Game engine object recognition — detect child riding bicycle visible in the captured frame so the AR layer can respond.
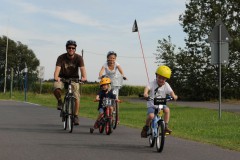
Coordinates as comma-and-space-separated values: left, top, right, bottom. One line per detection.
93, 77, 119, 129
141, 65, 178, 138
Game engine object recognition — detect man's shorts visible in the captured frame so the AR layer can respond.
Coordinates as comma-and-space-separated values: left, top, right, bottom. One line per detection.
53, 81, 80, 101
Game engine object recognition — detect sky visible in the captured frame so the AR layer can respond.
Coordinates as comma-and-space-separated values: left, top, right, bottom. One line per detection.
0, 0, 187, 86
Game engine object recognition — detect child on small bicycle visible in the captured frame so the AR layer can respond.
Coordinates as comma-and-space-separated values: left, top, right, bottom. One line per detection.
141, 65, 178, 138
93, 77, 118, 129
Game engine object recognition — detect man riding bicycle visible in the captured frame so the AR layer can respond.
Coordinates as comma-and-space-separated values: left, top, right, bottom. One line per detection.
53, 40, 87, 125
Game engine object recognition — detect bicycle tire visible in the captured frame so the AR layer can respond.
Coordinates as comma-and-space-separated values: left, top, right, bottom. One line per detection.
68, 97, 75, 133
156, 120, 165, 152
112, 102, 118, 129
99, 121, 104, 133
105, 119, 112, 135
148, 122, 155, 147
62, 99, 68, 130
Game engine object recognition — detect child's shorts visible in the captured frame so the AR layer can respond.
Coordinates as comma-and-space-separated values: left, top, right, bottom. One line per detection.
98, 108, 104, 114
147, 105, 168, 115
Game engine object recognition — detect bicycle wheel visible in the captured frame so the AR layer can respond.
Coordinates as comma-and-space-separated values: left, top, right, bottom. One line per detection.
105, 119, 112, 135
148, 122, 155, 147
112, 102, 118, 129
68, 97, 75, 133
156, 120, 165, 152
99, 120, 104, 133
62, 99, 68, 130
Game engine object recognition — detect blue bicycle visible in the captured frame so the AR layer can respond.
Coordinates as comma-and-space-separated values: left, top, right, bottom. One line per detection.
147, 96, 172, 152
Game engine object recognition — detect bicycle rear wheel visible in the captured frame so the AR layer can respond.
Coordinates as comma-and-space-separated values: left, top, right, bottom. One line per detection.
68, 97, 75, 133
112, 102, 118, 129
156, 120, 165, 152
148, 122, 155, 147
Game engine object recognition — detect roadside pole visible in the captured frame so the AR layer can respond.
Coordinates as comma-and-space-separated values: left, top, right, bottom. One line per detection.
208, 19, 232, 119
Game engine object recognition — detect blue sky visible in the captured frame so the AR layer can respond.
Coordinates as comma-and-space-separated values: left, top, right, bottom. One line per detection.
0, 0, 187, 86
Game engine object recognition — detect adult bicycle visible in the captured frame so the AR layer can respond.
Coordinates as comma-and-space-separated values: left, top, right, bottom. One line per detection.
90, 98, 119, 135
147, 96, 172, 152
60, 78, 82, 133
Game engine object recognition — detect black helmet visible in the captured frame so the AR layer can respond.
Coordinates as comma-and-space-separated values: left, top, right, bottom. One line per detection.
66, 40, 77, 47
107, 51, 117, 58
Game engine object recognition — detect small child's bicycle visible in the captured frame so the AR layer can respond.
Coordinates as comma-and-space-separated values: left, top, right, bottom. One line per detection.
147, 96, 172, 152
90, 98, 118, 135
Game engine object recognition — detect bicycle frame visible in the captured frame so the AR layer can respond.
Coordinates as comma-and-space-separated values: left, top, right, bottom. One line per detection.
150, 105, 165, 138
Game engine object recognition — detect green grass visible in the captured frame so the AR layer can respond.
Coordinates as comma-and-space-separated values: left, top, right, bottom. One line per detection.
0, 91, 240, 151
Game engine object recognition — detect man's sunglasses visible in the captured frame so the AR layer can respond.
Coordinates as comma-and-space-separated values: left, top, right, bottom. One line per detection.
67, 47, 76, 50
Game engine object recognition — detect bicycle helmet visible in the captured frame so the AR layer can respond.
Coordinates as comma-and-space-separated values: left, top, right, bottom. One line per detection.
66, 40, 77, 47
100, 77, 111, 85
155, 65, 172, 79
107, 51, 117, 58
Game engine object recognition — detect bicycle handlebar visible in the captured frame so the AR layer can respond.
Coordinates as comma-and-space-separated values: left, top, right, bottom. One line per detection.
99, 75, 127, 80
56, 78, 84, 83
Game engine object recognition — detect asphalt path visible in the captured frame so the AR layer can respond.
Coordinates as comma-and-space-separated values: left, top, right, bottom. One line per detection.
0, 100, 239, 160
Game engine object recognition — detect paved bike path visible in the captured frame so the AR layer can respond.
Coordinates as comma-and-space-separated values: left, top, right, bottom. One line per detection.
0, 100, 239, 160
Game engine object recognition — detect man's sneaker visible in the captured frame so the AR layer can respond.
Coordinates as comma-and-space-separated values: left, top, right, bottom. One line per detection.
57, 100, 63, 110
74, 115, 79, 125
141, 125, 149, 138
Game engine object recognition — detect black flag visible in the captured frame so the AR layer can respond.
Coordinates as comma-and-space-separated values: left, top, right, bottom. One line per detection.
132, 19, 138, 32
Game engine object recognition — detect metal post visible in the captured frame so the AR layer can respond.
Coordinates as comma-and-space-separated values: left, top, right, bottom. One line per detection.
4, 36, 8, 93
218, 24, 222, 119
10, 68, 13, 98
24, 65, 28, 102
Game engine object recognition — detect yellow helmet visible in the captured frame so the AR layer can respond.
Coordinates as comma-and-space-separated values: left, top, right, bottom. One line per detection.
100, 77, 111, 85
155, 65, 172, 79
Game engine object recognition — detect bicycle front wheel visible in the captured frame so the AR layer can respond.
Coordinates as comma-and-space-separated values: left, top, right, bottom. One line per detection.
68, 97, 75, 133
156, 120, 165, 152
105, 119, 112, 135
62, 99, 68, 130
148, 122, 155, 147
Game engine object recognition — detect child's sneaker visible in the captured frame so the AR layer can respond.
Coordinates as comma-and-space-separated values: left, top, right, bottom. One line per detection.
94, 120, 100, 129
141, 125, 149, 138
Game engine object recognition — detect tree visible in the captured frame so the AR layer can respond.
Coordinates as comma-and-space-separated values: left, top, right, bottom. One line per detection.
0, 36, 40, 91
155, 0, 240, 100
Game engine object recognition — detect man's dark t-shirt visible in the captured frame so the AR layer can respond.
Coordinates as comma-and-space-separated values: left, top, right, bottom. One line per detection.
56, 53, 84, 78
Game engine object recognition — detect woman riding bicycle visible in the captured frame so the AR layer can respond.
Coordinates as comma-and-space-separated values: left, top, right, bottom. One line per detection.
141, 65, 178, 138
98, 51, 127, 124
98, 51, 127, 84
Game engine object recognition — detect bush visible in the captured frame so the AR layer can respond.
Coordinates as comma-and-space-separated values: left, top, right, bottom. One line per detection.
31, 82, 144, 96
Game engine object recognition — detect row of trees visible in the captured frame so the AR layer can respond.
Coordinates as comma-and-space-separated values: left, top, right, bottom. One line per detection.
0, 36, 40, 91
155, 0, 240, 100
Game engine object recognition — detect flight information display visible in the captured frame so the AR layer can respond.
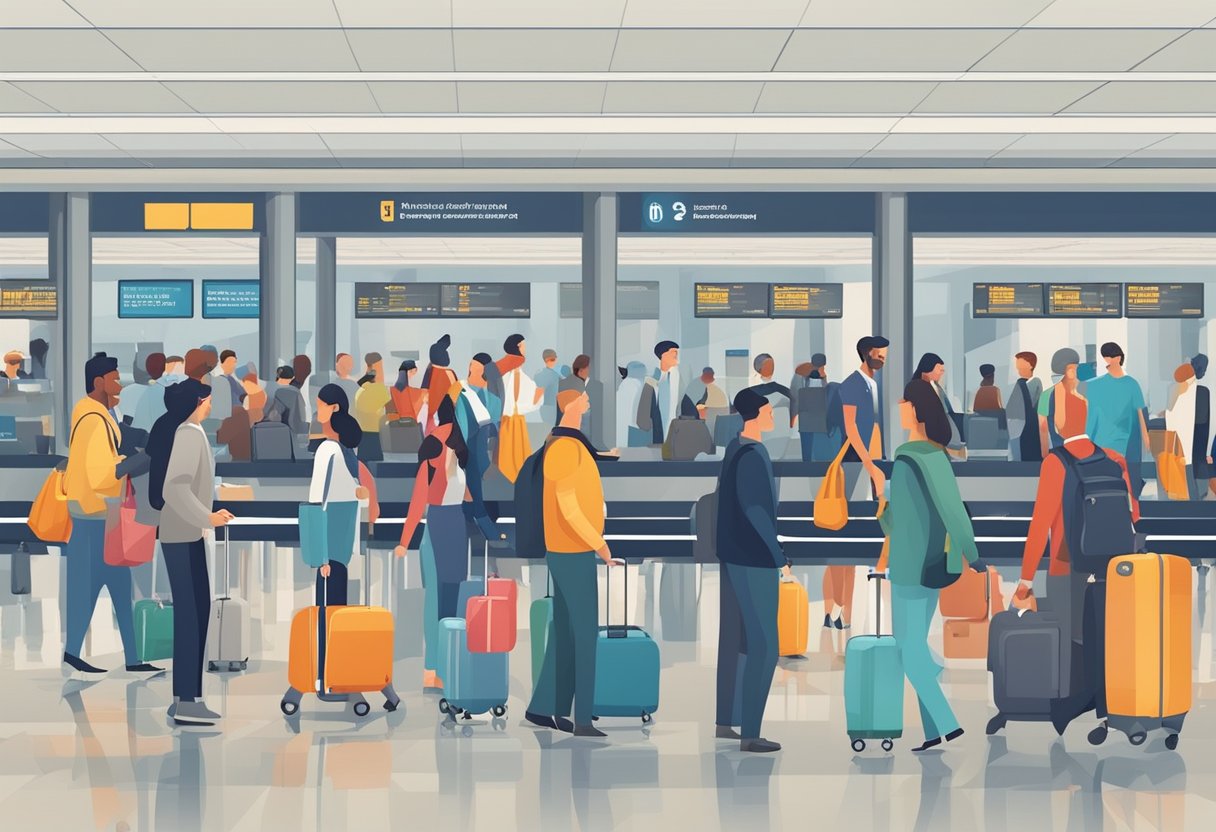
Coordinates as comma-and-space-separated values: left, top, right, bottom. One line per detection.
* * * *
- [What the task asks] Go through the records and report each line that contains "path".

- [Your solution]
Game engine object recognition — detect asphalt path visible in the captured frame so the AR layer can respond.
Game engine object recognition — detect paved bike path visible in the captured frame so the AR layer can respond.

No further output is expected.